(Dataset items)
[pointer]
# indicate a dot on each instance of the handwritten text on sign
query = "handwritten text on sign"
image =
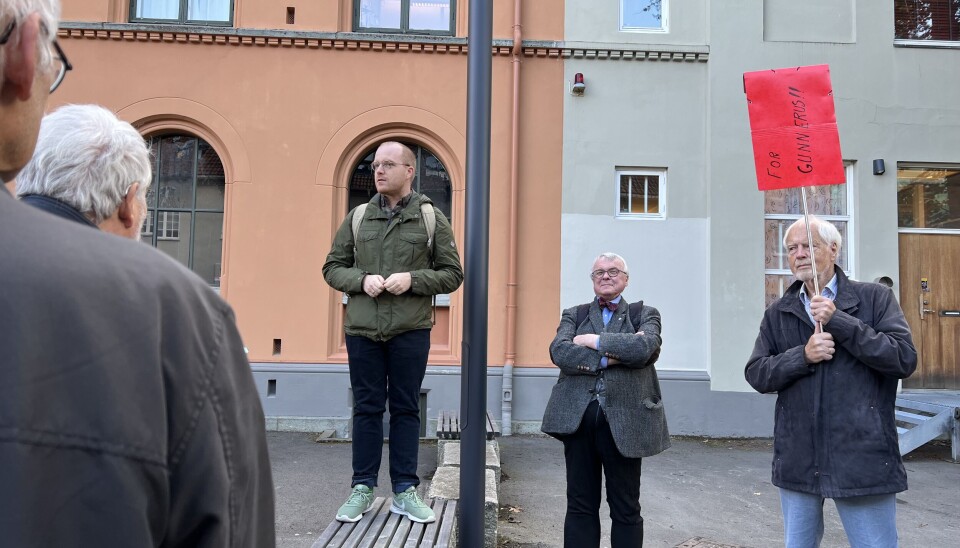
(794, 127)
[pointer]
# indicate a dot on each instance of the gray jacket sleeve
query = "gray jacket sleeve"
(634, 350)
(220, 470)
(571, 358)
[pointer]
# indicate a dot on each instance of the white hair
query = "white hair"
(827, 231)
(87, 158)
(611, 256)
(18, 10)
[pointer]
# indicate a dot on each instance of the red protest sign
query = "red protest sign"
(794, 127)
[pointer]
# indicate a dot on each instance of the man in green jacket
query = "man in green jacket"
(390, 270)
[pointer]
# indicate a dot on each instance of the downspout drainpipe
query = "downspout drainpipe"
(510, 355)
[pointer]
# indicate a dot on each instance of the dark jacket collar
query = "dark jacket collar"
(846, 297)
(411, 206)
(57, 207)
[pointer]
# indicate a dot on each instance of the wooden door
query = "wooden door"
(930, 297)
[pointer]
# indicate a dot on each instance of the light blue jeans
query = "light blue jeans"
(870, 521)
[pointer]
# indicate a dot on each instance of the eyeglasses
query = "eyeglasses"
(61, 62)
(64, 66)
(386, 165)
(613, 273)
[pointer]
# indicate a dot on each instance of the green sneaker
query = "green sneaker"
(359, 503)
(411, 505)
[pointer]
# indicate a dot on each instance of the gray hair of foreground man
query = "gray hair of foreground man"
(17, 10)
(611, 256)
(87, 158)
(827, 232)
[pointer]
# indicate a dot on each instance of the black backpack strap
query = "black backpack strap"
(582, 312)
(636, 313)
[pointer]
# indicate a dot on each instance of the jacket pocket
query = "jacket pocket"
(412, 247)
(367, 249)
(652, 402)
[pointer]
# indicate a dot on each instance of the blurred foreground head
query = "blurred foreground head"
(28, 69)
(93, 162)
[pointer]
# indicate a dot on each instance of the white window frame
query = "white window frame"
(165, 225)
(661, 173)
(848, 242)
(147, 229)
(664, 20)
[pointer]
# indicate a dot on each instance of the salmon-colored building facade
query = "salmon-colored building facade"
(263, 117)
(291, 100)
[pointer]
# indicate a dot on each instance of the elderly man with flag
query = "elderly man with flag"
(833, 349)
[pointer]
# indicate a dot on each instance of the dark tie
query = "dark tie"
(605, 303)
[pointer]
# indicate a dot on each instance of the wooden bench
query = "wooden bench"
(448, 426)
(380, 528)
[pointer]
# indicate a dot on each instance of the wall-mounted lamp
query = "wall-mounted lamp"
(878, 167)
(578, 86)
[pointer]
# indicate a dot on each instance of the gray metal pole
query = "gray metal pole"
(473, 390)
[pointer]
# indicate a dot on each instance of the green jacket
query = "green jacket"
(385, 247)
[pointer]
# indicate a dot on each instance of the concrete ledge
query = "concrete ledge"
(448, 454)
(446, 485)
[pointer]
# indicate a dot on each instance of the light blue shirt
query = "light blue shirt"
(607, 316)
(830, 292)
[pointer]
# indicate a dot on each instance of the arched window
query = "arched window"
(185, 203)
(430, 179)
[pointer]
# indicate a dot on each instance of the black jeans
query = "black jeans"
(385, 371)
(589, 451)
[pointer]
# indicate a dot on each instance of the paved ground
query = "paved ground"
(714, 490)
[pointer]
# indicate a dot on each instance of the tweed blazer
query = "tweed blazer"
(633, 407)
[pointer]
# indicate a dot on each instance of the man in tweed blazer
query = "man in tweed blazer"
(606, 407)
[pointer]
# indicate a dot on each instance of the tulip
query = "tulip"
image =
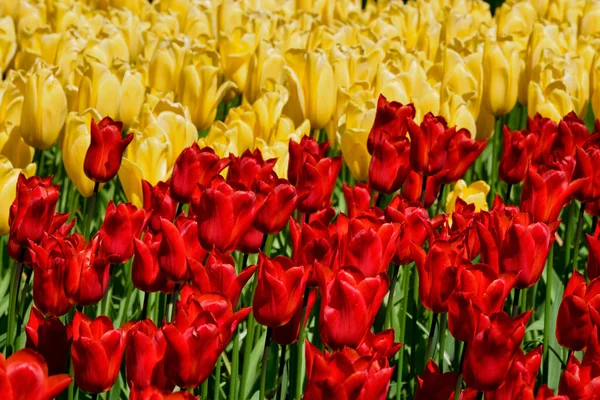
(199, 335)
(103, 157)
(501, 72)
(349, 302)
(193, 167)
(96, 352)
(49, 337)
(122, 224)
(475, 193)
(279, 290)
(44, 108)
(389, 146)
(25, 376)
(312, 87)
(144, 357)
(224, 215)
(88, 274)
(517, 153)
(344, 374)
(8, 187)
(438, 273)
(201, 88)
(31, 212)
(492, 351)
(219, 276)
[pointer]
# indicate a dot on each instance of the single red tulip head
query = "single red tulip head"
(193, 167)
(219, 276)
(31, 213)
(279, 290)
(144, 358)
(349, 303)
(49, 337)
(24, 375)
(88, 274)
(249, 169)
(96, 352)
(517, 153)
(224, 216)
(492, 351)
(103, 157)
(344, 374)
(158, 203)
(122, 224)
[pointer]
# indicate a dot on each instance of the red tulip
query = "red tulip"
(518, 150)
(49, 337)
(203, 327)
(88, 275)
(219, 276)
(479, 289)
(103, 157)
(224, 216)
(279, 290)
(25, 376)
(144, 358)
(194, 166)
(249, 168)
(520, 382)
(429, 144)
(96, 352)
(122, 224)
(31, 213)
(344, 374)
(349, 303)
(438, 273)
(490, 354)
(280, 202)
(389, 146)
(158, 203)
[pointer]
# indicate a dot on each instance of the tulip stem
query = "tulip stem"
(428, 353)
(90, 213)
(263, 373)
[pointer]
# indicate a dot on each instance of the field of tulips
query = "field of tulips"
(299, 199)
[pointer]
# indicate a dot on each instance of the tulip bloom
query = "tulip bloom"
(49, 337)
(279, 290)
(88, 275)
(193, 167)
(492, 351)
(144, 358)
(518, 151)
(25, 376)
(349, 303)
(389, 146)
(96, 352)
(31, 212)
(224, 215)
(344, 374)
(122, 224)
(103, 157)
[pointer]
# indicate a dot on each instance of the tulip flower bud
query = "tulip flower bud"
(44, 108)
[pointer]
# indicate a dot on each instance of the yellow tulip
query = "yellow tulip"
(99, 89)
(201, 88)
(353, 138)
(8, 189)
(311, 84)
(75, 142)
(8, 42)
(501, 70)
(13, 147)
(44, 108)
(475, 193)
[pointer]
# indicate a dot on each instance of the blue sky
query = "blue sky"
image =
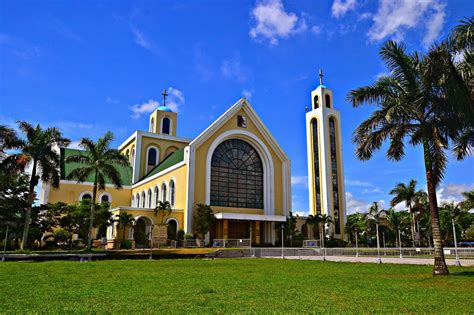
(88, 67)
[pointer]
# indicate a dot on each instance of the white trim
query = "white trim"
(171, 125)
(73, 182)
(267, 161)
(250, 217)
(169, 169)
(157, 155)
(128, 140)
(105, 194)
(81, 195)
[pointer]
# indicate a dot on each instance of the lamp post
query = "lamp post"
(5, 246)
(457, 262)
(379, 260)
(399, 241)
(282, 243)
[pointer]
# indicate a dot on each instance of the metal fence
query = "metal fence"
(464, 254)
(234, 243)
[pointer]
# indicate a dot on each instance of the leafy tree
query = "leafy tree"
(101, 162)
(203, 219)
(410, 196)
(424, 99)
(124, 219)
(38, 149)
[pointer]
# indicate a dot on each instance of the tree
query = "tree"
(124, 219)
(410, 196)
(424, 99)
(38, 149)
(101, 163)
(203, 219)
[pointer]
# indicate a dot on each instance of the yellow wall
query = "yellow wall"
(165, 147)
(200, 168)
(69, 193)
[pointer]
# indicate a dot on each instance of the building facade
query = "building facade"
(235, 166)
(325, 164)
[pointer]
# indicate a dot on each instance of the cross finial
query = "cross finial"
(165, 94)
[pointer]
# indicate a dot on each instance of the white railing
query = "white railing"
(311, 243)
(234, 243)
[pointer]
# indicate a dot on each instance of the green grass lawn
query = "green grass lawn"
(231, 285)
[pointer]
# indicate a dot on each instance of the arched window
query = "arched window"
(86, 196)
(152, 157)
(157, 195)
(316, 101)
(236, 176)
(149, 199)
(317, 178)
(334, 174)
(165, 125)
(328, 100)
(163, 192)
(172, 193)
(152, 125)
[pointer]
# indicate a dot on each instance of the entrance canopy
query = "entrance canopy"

▶ **Written exercise**:
Which lines in the data above contain the word "drainpipe"? Copy out each of those lines.

▶ **Output of the exercise**:
# indicate a dot on each instance of the downspout drainpipe
query = "downspout drainpipe"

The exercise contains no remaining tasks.